# Questions:
[A] From the passage below on the gold bromide assay for AMP, list the other drugs whose solutions were also tested with the reaction.
[B] Repeat, word for word, the part of the gold bromide assay passage below between "First, the reaction" and "(0.5%, w/w) [24].", inclusive.

# Selected passage:
In this study, we describe a highly selective colorimetric assay for AMP based on its reaction with gold bromide, a reagent proposed for the identification of ketamine (KET) through the formation of a dark precipitate of colloidal gold [23]. Recently, we adapted the test to a solid format by collecting the precipitate formed onto nylon membranes [24]. The strict control of the reaction time was necessary for the identification of KET because many other substances were oxidized with gold bromide producing similar color changes, with AMP being an exception. This drug reacted with gold bromide giving yellow–orange suspensions. Taking advantage of the different behavior observed for AMP, in this work we developed a colorimetric test that can be used for the selective identification and quantification of this drug. Although paper is the most common support in colorimetric sensors, alkaline gold bromide is not stable in contact with cellulose. For this reason, nylon membranes were selected to isolate the product of the reaction and for the subsequent measurement of the absorbance in quantitative studies. According to the literature, nylon was successfully used in combination with a variety of reagents [25,26,27] and, unlike cellulose filters, nylon membranes exhibit good compatibility with the reagent [24].

2. Results

2.1. Study of the Reaction and Selectivity

First, the reaction between alkaline gold bromide and AMP was studied. The reaction was also tested for solutions of other drugs such as MET, EPH, COC and SCP, as well as other compounds that are often used as diluents or adulterants, more specifically paracetamol, caffeine and procaine. For this purpose, 200 µL of solutions of the tested compounds were introduced in Eppendorf tubes and mixed with 200 µL of a solution 0.2 M of NaOH and 200 µL of a solution of gold bromide (0.5%, w/w) [24].

In the presence of AMP, a few seconds after the addition of the reagent, the formation of a yellow-orange precipitate was observed, which is in agreement with previous findings [24]. This can be seen in Figure 1, which shows images taken from the working solutions of a blank and AMP (500 ppm) after a reaction time of 15 min. This figure also shows the nylon membranes obtained after filtrating the working solutions or suspensions, as well as the reflectance diffuse spectra of the membranes. It was observed that the color of the membrane corresponding to the blank was rather similar to that of an unused membrane and clearly different from that obtained for the AMP solution. The positive identification of this drug with the membrane was easier than with the solution/suspension, as the color of the solutions of alkaline gold bromide was also yellow. The spectra of the two membranes were also different, with maxima differences of absorbance at 275 nm and 360 nm.

# Source data:
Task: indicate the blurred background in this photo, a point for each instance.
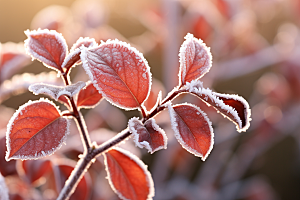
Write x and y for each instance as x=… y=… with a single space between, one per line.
x=255 y=51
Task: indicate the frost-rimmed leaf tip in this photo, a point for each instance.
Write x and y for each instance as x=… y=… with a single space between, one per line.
x=36 y=130
x=47 y=46
x=138 y=180
x=192 y=128
x=233 y=107
x=119 y=72
x=195 y=59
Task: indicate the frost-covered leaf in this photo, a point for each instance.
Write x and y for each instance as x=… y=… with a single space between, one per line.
x=88 y=97
x=47 y=46
x=71 y=59
x=64 y=100
x=35 y=130
x=148 y=135
x=20 y=83
x=56 y=91
x=86 y=42
x=155 y=95
x=3 y=189
x=33 y=170
x=195 y=59
x=192 y=129
x=6 y=168
x=12 y=58
x=119 y=72
x=231 y=106
x=128 y=175
x=61 y=172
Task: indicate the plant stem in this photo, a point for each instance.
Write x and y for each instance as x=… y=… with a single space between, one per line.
x=91 y=152
x=75 y=177
x=78 y=118
x=85 y=162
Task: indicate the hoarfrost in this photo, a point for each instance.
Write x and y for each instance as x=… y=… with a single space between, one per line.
x=194 y=54
x=175 y=126
x=140 y=164
x=213 y=99
x=42 y=153
x=36 y=52
x=91 y=60
x=153 y=140
x=3 y=189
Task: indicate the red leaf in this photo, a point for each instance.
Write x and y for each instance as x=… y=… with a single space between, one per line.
x=3 y=189
x=154 y=97
x=119 y=72
x=6 y=168
x=72 y=59
x=148 y=135
x=75 y=51
x=240 y=106
x=56 y=91
x=128 y=176
x=63 y=99
x=35 y=130
x=88 y=97
x=195 y=59
x=62 y=172
x=47 y=46
x=86 y=42
x=231 y=106
x=192 y=129
x=33 y=170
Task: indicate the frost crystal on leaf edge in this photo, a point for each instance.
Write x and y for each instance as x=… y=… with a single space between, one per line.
x=174 y=126
x=138 y=162
x=11 y=122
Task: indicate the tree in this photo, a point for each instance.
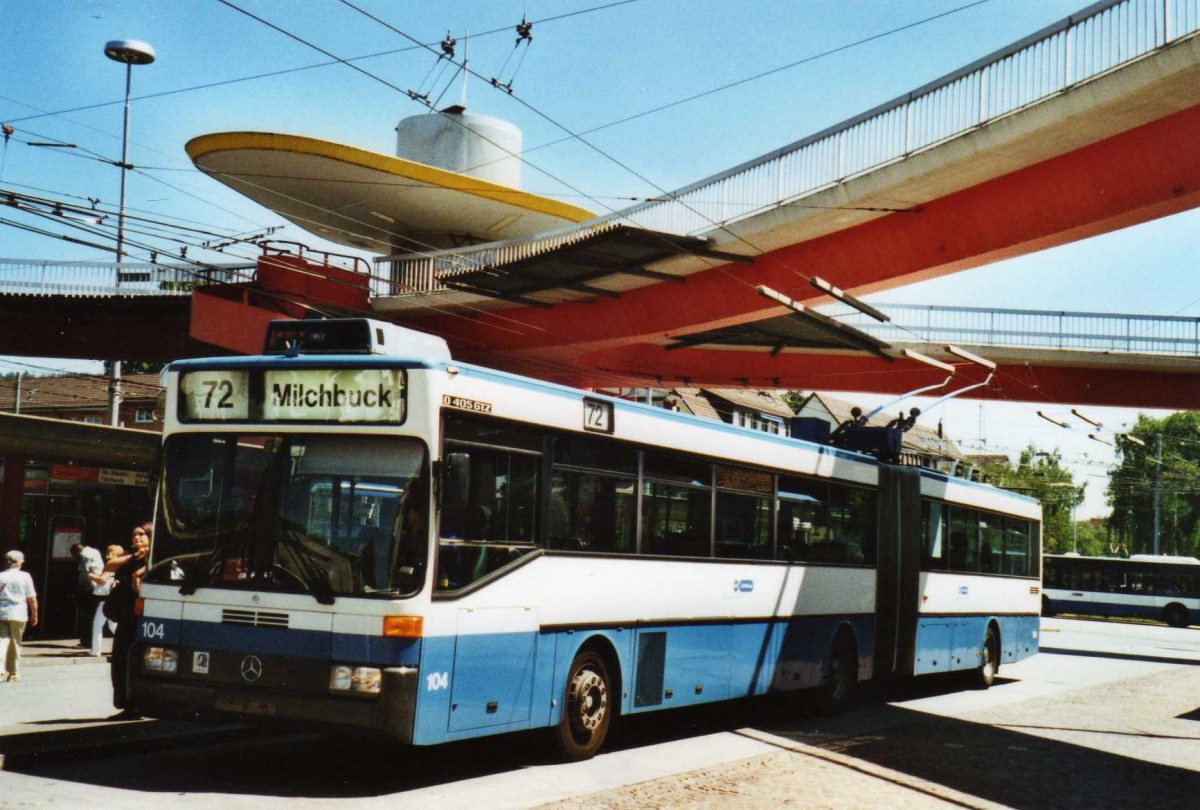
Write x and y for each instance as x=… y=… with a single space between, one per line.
x=795 y=400
x=138 y=367
x=1134 y=481
x=1041 y=475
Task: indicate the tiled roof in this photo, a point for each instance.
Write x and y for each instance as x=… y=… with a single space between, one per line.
x=919 y=439
x=73 y=391
x=761 y=400
x=691 y=402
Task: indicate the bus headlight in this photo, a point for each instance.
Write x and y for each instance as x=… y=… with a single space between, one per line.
x=340 y=677
x=160 y=659
x=361 y=679
x=366 y=679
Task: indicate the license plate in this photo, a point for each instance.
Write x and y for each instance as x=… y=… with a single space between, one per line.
x=245 y=706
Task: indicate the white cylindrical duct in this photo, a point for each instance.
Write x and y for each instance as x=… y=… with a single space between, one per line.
x=477 y=145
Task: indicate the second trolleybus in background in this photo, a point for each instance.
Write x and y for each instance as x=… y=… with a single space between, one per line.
x=355 y=529
x=1144 y=586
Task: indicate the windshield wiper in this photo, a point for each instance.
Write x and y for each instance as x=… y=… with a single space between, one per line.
x=312 y=571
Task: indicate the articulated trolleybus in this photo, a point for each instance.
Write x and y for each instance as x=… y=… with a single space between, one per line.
x=353 y=529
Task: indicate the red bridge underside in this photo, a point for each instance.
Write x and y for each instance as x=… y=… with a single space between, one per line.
x=1145 y=173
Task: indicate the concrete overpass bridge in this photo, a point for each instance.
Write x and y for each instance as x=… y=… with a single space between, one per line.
x=111 y=311
x=1081 y=129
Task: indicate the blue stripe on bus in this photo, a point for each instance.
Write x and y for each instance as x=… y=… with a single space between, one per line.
x=485 y=684
x=357 y=648
x=953 y=642
x=1119 y=610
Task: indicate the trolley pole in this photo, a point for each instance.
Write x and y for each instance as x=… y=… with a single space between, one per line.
x=1158 y=491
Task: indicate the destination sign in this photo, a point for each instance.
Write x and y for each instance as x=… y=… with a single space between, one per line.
x=303 y=395
x=334 y=395
x=215 y=396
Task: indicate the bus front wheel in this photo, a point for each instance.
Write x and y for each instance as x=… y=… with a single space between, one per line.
x=838 y=691
x=1175 y=615
x=587 y=708
x=989 y=664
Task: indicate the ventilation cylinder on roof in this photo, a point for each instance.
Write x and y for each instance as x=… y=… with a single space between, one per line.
x=477 y=145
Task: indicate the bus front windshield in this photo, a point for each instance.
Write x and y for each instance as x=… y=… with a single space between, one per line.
x=328 y=515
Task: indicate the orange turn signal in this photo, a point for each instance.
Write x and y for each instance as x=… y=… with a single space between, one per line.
x=403 y=627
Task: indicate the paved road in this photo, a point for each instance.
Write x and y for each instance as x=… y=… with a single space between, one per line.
x=1110 y=714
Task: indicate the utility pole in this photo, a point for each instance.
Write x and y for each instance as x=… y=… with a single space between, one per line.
x=1158 y=490
x=114 y=394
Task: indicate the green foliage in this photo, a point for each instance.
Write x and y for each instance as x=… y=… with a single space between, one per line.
x=141 y=367
x=795 y=400
x=1041 y=475
x=1133 y=483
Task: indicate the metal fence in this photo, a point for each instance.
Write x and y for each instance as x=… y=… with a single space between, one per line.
x=1097 y=40
x=36 y=277
x=1033 y=329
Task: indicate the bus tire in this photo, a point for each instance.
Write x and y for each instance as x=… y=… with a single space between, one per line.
x=989 y=660
x=838 y=693
x=587 y=707
x=1176 y=616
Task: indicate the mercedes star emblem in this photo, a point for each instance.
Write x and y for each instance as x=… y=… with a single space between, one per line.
x=251 y=669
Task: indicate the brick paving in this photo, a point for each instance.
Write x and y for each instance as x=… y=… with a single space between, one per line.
x=1128 y=743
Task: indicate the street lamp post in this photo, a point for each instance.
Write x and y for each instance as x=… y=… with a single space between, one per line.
x=129 y=53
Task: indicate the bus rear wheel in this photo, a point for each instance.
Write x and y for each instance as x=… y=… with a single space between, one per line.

# Response list:
[A] MET, EPH, COC, SCP

[B]
First, the reaction between alkaline gold bromide and AMP was studied. The reaction was also tested for solutions of other drugs such as MET, EPH, COC and SCP, as well as other compounds that are often used as diluents or adulterants, more specifically paracetamol, caffeine and procaine. For this purpose, 200 µL of solutions of the tested compounds were introduced in Eppendorf tubes and mixed with 200 µL of a solution 0.2 M of NaOH and 200 µL of a solution of gold bromide (0.5%, w/w) [24].